**Given exercise**
Output all of the entries below precisely as written.

(Coordinate labeling data)
_ _ _ _ _ _ _

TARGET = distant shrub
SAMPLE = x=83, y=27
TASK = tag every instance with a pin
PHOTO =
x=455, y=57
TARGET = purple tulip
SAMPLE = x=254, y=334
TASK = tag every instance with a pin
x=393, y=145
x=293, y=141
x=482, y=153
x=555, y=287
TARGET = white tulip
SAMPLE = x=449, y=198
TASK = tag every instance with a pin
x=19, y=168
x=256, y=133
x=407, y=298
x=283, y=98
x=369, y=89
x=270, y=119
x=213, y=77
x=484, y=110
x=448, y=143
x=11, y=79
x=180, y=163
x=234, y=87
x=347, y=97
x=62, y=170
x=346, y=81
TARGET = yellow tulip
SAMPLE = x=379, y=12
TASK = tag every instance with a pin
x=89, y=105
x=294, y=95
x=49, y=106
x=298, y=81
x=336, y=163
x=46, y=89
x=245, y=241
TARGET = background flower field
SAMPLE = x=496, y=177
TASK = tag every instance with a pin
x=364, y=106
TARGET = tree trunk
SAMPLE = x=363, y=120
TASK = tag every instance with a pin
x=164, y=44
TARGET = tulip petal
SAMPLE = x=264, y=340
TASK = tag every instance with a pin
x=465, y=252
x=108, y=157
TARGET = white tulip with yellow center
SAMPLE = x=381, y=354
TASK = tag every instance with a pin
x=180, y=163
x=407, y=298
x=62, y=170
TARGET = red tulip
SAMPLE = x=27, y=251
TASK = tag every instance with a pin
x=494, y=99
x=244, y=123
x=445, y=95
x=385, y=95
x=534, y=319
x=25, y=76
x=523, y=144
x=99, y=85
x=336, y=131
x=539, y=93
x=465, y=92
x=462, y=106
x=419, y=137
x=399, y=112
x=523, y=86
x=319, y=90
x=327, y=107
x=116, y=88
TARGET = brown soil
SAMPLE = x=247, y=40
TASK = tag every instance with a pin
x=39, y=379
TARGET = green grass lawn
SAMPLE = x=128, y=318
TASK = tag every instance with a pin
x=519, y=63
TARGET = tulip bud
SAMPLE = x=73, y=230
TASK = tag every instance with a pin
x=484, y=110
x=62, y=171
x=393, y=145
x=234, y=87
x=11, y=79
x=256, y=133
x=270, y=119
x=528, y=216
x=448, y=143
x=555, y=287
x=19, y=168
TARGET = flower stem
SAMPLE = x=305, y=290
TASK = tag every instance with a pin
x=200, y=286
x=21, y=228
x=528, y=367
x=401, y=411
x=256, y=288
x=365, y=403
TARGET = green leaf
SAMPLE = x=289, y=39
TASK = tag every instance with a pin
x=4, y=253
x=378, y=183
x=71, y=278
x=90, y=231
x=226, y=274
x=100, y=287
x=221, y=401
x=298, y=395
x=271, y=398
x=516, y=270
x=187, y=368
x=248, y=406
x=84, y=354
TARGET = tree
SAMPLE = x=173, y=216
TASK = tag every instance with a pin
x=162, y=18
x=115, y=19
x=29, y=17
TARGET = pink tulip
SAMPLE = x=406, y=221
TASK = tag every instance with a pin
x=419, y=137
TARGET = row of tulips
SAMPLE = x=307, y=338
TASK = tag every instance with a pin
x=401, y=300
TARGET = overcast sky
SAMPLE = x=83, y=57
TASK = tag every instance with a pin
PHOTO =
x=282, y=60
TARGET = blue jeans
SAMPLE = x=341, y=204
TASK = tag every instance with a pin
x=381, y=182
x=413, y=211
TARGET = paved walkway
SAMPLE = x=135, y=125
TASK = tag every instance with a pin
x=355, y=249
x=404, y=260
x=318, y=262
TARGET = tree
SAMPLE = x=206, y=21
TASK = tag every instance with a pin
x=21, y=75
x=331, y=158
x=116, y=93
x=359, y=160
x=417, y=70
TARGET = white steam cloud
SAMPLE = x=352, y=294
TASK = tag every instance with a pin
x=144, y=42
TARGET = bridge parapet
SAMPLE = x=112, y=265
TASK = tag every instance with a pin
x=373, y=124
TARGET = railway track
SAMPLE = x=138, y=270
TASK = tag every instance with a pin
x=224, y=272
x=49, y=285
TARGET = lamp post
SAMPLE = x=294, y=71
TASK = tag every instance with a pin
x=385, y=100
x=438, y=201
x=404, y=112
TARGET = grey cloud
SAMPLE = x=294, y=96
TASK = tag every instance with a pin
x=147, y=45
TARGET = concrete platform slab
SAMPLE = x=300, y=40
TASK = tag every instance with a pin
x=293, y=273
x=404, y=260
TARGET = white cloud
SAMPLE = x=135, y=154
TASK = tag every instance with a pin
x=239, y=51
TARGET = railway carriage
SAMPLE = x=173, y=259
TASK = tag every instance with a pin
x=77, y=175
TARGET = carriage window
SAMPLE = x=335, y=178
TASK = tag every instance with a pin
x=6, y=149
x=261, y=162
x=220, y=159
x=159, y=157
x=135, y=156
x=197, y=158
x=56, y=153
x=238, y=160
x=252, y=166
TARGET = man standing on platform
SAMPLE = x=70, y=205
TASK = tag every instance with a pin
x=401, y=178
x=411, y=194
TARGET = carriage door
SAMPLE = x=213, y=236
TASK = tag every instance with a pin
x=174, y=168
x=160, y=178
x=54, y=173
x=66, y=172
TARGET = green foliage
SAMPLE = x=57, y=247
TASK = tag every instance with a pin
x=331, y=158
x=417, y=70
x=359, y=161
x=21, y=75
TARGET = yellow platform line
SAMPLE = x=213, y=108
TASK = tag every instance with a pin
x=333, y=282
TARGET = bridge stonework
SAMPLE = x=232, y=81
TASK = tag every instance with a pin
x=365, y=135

_ _ _ _ _ _ _

**Output for this exercise**
TARGET = distant shrub
SAMPLE = x=83, y=27
TASK = tag every instance with a pin
PHOTO =
x=455, y=57
TARGET = purple tulip
SAMPLE = x=254, y=334
TASK = tag every instance with a pin
x=393, y=145
x=293, y=141
x=482, y=153
x=555, y=287
TARGET = white tulip
SAMPLE = x=449, y=198
TASK = tag every instance with a pin
x=19, y=168
x=256, y=133
x=407, y=298
x=283, y=98
x=369, y=89
x=270, y=119
x=213, y=77
x=484, y=110
x=448, y=143
x=11, y=79
x=180, y=163
x=234, y=87
x=347, y=97
x=62, y=170
x=346, y=81
TARGET = yellow tulip
SAMPLE = x=379, y=12
TASK = tag every instance with a pin
x=89, y=105
x=294, y=95
x=49, y=106
x=298, y=81
x=336, y=163
x=46, y=89
x=245, y=241
TARGET = background flower field
SAMPLE = x=496, y=177
TASK = tag every instance with a pin
x=364, y=106
TARGET = tree trunk
SAMPLE = x=363, y=120
TASK = tag every instance with a pin
x=164, y=44
TARGET = tulip petal
SAMPLE = x=264, y=340
TASK = tag every instance with a pin
x=465, y=252
x=108, y=157
TARGET = white tulip with yellow center
SAMPLE = x=381, y=354
TASK = tag every instance with a pin
x=180, y=163
x=407, y=298
x=62, y=170
TARGET = red tulip
SAMPLE = x=27, y=251
TASK = tag every instance with a pin
x=494, y=99
x=244, y=123
x=445, y=95
x=385, y=95
x=534, y=319
x=25, y=76
x=523, y=144
x=99, y=85
x=336, y=131
x=539, y=93
x=465, y=92
x=462, y=106
x=419, y=137
x=399, y=112
x=523, y=86
x=319, y=90
x=327, y=107
x=116, y=88
TARGET = brown soil
SAMPLE = x=247, y=40
TASK = tag every instance with a pin
x=39, y=379
TARGET = green grass lawn
SAMPLE = x=128, y=318
TASK = tag every instance with a pin
x=519, y=63
TARGET = tulip bud
SAMPLE = x=73, y=230
TASK = tag every instance with a pin
x=484, y=110
x=62, y=171
x=393, y=145
x=234, y=87
x=11, y=79
x=256, y=133
x=270, y=119
x=528, y=216
x=448, y=143
x=555, y=287
x=19, y=168
TARGET = flower stem
SAMPLE = x=305, y=290
TASK = tag every instance with a pin
x=200, y=286
x=21, y=228
x=528, y=367
x=401, y=411
x=256, y=288
x=365, y=403
TARGET = green leaf
SAMPLE = x=289, y=39
TASK = tag every instance with a pin
x=4, y=253
x=378, y=183
x=71, y=278
x=90, y=231
x=226, y=274
x=100, y=287
x=221, y=401
x=298, y=395
x=271, y=398
x=516, y=270
x=187, y=368
x=248, y=406
x=84, y=354
TARGET = tree
SAMPLE = x=173, y=216
TASK = tag every instance with a pin
x=162, y=18
x=115, y=19
x=29, y=17
TARGET = pink tulip
SAMPLE = x=406, y=221
TASK = tag every instance with a pin
x=419, y=137
TARGET = row of tulips
SAMPLE = x=307, y=338
TASK = tag every instance with a pin
x=401, y=300
TARGET = overcast sky
SAMPLE = x=83, y=57
TASK = tag every instance with a pin
PHOTO =
x=282, y=60
TARGET = blue jeans
SAMPLE = x=341, y=204
TASK = tag every instance with a pin
x=381, y=182
x=413, y=211
TARGET = paved walkway
SAMPLE = x=135, y=125
TASK = tag every instance with a pin
x=355, y=249
x=404, y=260
x=318, y=262
TARGET = tree
SAMPLE = x=206, y=21
TASK = tag every instance with a pin
x=21, y=75
x=331, y=158
x=116, y=93
x=359, y=160
x=417, y=70
TARGET = white steam cloud
SAMPLE = x=352, y=294
TASK = tag every instance with a pin
x=144, y=42
TARGET = bridge parapet
SAMPLE = x=112, y=265
TASK = tag every instance with a pin
x=373, y=124
TARGET = railway track
SAMPLE = x=138, y=270
TASK = tag every instance with a pin
x=224, y=272
x=49, y=285
TARGET = lamp post
SAMPLE = x=294, y=71
TASK = tag every instance with a pin
x=385, y=100
x=438, y=201
x=404, y=112
TARGET = grey cloud
SAMPLE = x=294, y=96
TASK = tag every instance with a pin
x=147, y=45
TARGET = concrete platform slab
SAMPLE = x=300, y=40
TASK = tag every instance with a pin
x=293, y=273
x=404, y=260
TARGET = white cloud
SAMPLE = x=135, y=154
TASK = tag every instance with a pin
x=239, y=51
TARGET = railway carriage
SAMPLE = x=173, y=259
TASK = tag every instance with a pin
x=77, y=175
TARGET = carriage window
SAMPLE = x=335, y=178
TASK = tag every instance with a pin
x=6, y=149
x=261, y=162
x=220, y=159
x=159, y=157
x=135, y=156
x=197, y=158
x=56, y=153
x=238, y=160
x=252, y=166
TARGET = man standing on platform
SAMPLE = x=70, y=205
TASK = tag every instance with a pin
x=401, y=178
x=411, y=194
TARGET = carriage door
SAMPLE = x=213, y=236
TASK = tag every instance with a pin
x=174, y=168
x=160, y=178
x=54, y=173
x=66, y=172
TARGET = green foliage
SAMPLE = x=57, y=247
TASK = tag every instance with a pin
x=331, y=158
x=417, y=70
x=359, y=161
x=21, y=75
TARGET = yellow platform line
SAMPLE = x=213, y=108
TASK = tag every instance with a pin
x=333, y=282
TARGET = bridge stonework
SAMPLE = x=232, y=81
TASK = tag every instance with a pin
x=365, y=135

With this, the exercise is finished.